SELECTED EXCERPT =>
>>>>>

Most of my life I have made due. As a child when my mother purchased clothes for me, I wore them without question. Most of my furnishings I took from my grandmother’s house when she downsized - a mishmash of things that for the most part are utilitarian. When I purchase something for the house, I will usually take the cheapest route, believing my frugality is more important than the ease of doing something with the right tool. I work easily within a world of delayed gratification because my present situation is always good enough.
Rather than reach high and put a foundation beneath my dreams, I will take a softer and safer landing by living a shadow life that is easily graspable. Because of my pragmatism, I’ve been unable to heed Gandhi’s simple advice - live your morality. Instead, I live in a world of justification and unnecessary compromise.

<<<<<

PROMPT A =>
In the essay on making do, where did most of the writer's furnishings come from?
PROMPT B =>
Return the part of the essay on making do from "Most of my life" to "and unnecessary compromise.".
PROMPT C =>
Resume the essay on making do, picking up right after its last sentence.

DATASET EXCERPTS =>
>>>>>

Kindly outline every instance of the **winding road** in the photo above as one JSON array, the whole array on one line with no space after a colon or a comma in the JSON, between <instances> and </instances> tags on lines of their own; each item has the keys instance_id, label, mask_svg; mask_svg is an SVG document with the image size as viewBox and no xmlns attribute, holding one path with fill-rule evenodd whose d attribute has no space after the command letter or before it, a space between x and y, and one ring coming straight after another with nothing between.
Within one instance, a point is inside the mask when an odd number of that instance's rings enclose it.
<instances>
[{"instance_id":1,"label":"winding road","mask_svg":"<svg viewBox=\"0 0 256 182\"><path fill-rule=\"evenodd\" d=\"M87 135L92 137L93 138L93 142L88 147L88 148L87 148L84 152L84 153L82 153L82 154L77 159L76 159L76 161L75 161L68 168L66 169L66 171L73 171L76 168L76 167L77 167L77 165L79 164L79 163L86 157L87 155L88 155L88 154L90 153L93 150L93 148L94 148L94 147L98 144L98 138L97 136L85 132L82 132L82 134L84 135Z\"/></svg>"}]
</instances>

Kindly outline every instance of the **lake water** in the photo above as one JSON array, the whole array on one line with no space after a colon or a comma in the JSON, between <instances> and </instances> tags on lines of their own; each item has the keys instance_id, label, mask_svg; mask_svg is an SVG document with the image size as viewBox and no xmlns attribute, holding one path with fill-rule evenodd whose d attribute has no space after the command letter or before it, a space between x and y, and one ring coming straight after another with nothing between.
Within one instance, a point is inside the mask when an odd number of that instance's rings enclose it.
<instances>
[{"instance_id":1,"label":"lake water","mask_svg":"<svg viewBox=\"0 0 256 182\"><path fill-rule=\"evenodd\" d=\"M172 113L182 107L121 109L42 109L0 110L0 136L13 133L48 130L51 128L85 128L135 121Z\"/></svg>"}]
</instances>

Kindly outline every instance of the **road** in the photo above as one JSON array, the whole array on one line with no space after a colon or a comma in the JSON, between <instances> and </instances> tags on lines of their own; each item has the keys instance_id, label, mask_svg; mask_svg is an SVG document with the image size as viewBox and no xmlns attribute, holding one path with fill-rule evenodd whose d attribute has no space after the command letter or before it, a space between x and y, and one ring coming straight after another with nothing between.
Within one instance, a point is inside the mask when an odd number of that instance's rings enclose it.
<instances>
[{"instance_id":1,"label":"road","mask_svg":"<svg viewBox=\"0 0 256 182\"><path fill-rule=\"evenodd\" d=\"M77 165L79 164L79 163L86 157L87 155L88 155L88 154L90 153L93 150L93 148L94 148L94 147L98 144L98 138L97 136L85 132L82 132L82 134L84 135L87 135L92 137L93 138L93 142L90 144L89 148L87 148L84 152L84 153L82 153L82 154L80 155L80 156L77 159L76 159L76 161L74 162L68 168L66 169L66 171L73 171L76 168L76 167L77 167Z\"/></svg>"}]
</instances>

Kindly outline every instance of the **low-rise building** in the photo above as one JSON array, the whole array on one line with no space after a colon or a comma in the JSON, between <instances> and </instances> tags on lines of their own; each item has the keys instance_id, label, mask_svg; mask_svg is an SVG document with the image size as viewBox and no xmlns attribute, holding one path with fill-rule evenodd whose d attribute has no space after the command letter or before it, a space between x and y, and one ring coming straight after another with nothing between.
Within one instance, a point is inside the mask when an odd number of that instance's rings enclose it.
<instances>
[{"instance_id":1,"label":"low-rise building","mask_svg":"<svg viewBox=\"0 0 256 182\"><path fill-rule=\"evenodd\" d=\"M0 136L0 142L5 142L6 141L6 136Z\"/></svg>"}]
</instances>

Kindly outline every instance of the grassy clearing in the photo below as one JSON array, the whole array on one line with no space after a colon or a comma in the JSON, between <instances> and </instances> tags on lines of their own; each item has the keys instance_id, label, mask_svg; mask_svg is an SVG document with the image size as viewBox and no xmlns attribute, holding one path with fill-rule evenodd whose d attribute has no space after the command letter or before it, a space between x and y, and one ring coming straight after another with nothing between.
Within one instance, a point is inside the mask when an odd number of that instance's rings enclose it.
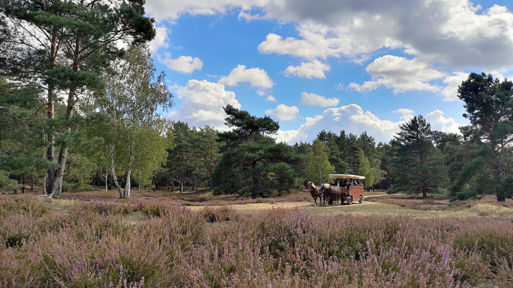
<instances>
[{"instance_id":1,"label":"grassy clearing","mask_svg":"<svg viewBox=\"0 0 513 288\"><path fill-rule=\"evenodd\" d=\"M513 223L492 219L509 219L508 205L187 207L140 196L2 195L0 286L513 285Z\"/></svg>"}]
</instances>

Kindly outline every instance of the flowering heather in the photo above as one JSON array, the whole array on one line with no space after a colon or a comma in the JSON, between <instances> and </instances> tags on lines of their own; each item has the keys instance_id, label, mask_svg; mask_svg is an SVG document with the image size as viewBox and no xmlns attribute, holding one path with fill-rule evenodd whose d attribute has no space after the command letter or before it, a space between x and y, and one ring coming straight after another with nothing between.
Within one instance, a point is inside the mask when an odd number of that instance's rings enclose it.
<instances>
[{"instance_id":1,"label":"flowering heather","mask_svg":"<svg viewBox=\"0 0 513 288\"><path fill-rule=\"evenodd\" d=\"M1 200L2 287L513 285L505 222L194 212L154 199L86 201L57 222L53 206L40 215Z\"/></svg>"}]
</instances>

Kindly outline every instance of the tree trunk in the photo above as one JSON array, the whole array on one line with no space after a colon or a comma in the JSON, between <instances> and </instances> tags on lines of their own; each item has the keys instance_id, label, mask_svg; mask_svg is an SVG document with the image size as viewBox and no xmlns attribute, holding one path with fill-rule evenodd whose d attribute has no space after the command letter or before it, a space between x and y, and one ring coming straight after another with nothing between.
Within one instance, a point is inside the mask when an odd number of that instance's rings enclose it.
<instances>
[{"instance_id":1,"label":"tree trunk","mask_svg":"<svg viewBox=\"0 0 513 288\"><path fill-rule=\"evenodd\" d=\"M72 88L69 90L68 95L68 106L66 109L66 119L68 124L71 124L70 120L73 117L73 107L75 102L75 88ZM66 129L66 134L71 133L71 127L68 126ZM58 158L58 167L55 170L53 174L53 181L52 183L52 197L55 199L61 198L62 194L63 178L64 177L64 169L66 168L66 159L68 156L68 143L64 143L59 151Z\"/></svg>"},{"instance_id":2,"label":"tree trunk","mask_svg":"<svg viewBox=\"0 0 513 288\"><path fill-rule=\"evenodd\" d=\"M127 171L126 174L126 182L125 184L125 191L123 192L123 197L125 199L128 199L130 198L130 174L132 174L132 168L128 169Z\"/></svg>"},{"instance_id":3,"label":"tree trunk","mask_svg":"<svg viewBox=\"0 0 513 288\"><path fill-rule=\"evenodd\" d=\"M121 191L121 187L120 186L119 182L117 182L117 176L116 176L116 169L114 168L114 145L110 146L110 173L112 175L112 181L114 185L117 189L117 193L120 194L120 198L123 198L123 192Z\"/></svg>"},{"instance_id":4,"label":"tree trunk","mask_svg":"<svg viewBox=\"0 0 513 288\"><path fill-rule=\"evenodd\" d=\"M50 48L50 57L51 57L51 63L50 68L53 68L55 65L55 58L57 56L57 32L54 30L52 32L52 41ZM55 118L55 109L54 106L54 93L55 93L55 87L53 84L50 84L48 85L48 113L47 114L47 117L48 119L53 119ZM50 120L51 121L51 120ZM48 161L51 162L53 162L53 159L55 158L55 138L53 135L53 127L51 129L49 129L50 132L48 133L48 140L50 141L50 143L48 145L48 149L47 151L47 159L48 159ZM50 167L48 168L48 189L47 190L46 189L44 190L48 191L48 193L51 194L52 191L52 185L53 183L53 174L54 174L54 168L53 167ZM45 194L46 194L46 193Z\"/></svg>"},{"instance_id":5,"label":"tree trunk","mask_svg":"<svg viewBox=\"0 0 513 288\"><path fill-rule=\"evenodd\" d=\"M130 156L130 164L128 170L127 171L125 176L126 177L126 182L125 183L125 191L123 192L123 198L128 199L130 198L130 189L132 183L130 180L130 175L132 174L132 167L133 166L133 161L135 159L135 139L132 139L132 143L130 149L128 150L128 154Z\"/></svg>"},{"instance_id":6,"label":"tree trunk","mask_svg":"<svg viewBox=\"0 0 513 288\"><path fill-rule=\"evenodd\" d=\"M81 33L79 31L76 35L76 39L75 41L75 51L73 56L74 59L73 63L73 71L76 73L78 71L79 61L81 58ZM68 124L68 127L66 128L66 134L71 133L71 120L73 117L73 108L75 105L75 93L76 87L73 87L70 89L69 93L68 94L68 105L66 108L66 120ZM51 194L52 197L55 199L61 198L62 194L63 178L64 177L64 169L66 168L66 159L68 155L68 145L67 143L63 143L61 147L61 150L59 151L58 168L55 170L53 175L53 181L52 184Z\"/></svg>"},{"instance_id":7,"label":"tree trunk","mask_svg":"<svg viewBox=\"0 0 513 288\"><path fill-rule=\"evenodd\" d=\"M497 183L499 182L501 177L501 173L499 171L499 155L497 152L494 150L491 152L491 165L493 167L493 174L494 176L495 176L495 182ZM506 197L504 193L497 189L496 189L496 191L497 192L495 193L495 196L497 198L497 201L499 202L505 201Z\"/></svg>"},{"instance_id":8,"label":"tree trunk","mask_svg":"<svg viewBox=\"0 0 513 288\"><path fill-rule=\"evenodd\" d=\"M41 187L41 189L43 190L42 193L43 195L46 194L46 176L43 177L43 186Z\"/></svg>"}]
</instances>

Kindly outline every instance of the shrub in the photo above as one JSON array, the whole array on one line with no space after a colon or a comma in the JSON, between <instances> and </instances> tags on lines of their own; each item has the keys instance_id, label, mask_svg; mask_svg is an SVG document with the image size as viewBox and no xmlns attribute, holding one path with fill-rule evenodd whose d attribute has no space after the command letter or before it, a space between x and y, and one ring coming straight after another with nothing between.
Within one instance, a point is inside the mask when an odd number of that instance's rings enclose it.
<instances>
[{"instance_id":1,"label":"shrub","mask_svg":"<svg viewBox=\"0 0 513 288\"><path fill-rule=\"evenodd\" d=\"M226 206L218 208L205 207L200 213L207 219L207 222L213 223L224 221L236 221L239 219L239 214L233 209Z\"/></svg>"}]
</instances>

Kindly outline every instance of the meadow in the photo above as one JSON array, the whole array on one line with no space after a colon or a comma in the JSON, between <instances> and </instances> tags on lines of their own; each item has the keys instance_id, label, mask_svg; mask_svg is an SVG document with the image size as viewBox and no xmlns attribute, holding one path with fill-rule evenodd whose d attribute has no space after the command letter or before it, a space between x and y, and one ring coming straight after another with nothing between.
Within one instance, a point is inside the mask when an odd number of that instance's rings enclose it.
<instances>
[{"instance_id":1,"label":"meadow","mask_svg":"<svg viewBox=\"0 0 513 288\"><path fill-rule=\"evenodd\" d=\"M0 286L511 287L513 204L0 195Z\"/></svg>"}]
</instances>

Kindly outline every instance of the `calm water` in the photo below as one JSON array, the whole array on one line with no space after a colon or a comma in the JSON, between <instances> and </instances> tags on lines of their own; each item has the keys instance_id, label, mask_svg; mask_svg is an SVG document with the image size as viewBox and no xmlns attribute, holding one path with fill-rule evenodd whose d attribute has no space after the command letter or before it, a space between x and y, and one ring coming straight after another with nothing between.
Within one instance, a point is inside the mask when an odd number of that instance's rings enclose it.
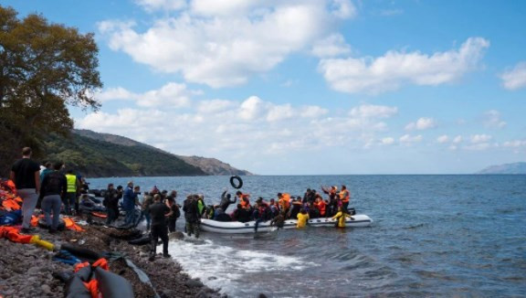
<instances>
[{"instance_id":1,"label":"calm water","mask_svg":"<svg viewBox=\"0 0 526 298\"><path fill-rule=\"evenodd\" d=\"M89 182L104 188L129 179ZM142 190L177 189L180 204L195 192L216 203L229 186L227 176L133 181ZM247 176L244 182L243 191L265 198L345 184L352 206L374 222L261 239L203 233L203 241L171 242L172 256L188 273L229 296L526 296L526 176Z\"/></svg>"}]
</instances>

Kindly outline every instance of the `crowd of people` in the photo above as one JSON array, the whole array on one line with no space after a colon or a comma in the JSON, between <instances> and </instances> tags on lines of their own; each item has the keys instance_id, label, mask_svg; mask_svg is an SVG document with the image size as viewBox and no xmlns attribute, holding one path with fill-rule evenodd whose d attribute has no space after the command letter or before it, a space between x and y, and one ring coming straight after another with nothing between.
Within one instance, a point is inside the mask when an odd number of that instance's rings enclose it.
<instances>
[{"instance_id":1,"label":"crowd of people","mask_svg":"<svg viewBox=\"0 0 526 298\"><path fill-rule=\"evenodd\" d=\"M310 218L332 218L339 219L338 227L345 227L345 218L351 218L348 208L351 192L346 186L331 187L321 186L328 198L315 189L308 188L303 196L291 197L288 193L278 193L276 198L265 201L259 197L254 204L250 195L237 191L234 199L226 191L221 195L218 205L208 206L201 217L217 221L268 221L281 228L286 219L298 219L298 228L304 228ZM237 208L230 213L226 210L231 204ZM204 205L204 203L203 203Z\"/></svg>"},{"instance_id":2,"label":"crowd of people","mask_svg":"<svg viewBox=\"0 0 526 298\"><path fill-rule=\"evenodd\" d=\"M349 214L348 206L351 193L345 186L340 190L336 186L321 186L323 194L315 189L307 189L303 196L293 197L288 193L278 193L268 201L259 197L250 202L249 194L237 191L234 198L226 189L221 194L217 205L206 205L203 195L193 194L186 197L183 206L176 203L177 191L160 191L156 186L142 195L141 187L130 181L126 187L108 185L103 194L102 205L99 206L88 195L89 183L67 169L62 163L46 162L39 165L31 160L31 148L22 151L23 157L11 168L10 178L16 186L17 193L23 199L23 224L21 232L31 233L31 216L40 208L49 232L58 230L59 214L78 215L83 211L105 211L106 225L115 225L122 213L125 218L119 228L133 228L146 222L146 231L152 238L151 259L155 257L155 248L159 239L163 242L163 255L168 254L168 233L174 232L181 208L184 212L184 230L188 236L199 238L201 218L217 221L271 221L271 225L282 228L286 219L298 219L297 227L303 228L310 218L332 218L338 227L345 227ZM227 212L230 205L237 204L233 211Z\"/></svg>"}]
</instances>

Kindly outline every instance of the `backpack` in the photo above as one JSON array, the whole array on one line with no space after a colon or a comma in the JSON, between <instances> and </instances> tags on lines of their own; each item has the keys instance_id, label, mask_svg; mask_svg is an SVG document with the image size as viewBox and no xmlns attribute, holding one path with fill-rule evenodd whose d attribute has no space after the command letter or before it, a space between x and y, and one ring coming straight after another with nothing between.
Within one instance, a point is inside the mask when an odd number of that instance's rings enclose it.
<instances>
[{"instance_id":1,"label":"backpack","mask_svg":"<svg viewBox=\"0 0 526 298\"><path fill-rule=\"evenodd\" d=\"M179 218L181 217L181 210L179 210L179 207L175 206L175 212L174 212L175 218Z\"/></svg>"}]
</instances>

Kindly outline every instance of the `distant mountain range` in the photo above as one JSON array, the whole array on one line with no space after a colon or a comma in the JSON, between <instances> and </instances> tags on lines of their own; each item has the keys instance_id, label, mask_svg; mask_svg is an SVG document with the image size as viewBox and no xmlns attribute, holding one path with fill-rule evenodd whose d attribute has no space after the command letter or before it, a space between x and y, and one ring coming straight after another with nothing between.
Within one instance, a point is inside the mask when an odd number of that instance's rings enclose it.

<<<<<

REPLY A =>
They came from the writer's grandmother's house when she downsized.

REPLY B =>
Most of my life I have made due. As a child when my mother purchased clothes for me, I wore them without question. Most of my furnishings I took from my grandmother’s house when she downsized - a mishmash of things that for the most part are utilitarian. When I purchase something for the house, I will usually take the cheapest route, believing my frugality is more important than the ease of doing something with the right tool. I work easily within a world of delayed gratification because my present situation is always good enough.
Rather than reach high and put a foundation beneath my dreams, I will take a softer and safer landing by living a shadow life that is easily graspable. Because of my pragmatism, I’ve been unable to heed Gandhi’s simple advice - live your morality. Instead, I live in a world of justification and unnecessary compromise.

REPLY C =>
Part of this make due attitude is that at heart I'm a contrarian. I believe or trust in very little about our consumer lifestyle. Yet, I do my share of excessive consuming. I live in a nice neighborhood but not a spectacular one. All of us have vast yards, most with nothing but grass that is delightfully manicured. Some use chemicals and some don't. Behind our house the woods have been leveled and acre by acre are being transformed into a subdivision. I see all of it as a folly or a paean to ego, including my own.
Since I was twenty-five I wanted to own a farm - to me it’s the directness of agrarian life that calls me. Yet, I've never worked on a farm and lack the skills or knowledge that would make such a transition easy: I don't understand soil; I'm not mechanical; and I can easily say that I’ve not completed a week of hard physical work in nearly thirty years. There are times when I wonder if having a farm is really some metaphor or an escape from an average white collar life. Either way, it would be disingenuous to deny this soul calling.
In the Winter 2014 Yes! magazine there is an interview with Vandana Shiva. She says:
No matter what problem you look at, every ecological problem comes from this illusion that we are separate from nature.
Her quote addressed the macrocosm, but she speaks exactly from my point of longing.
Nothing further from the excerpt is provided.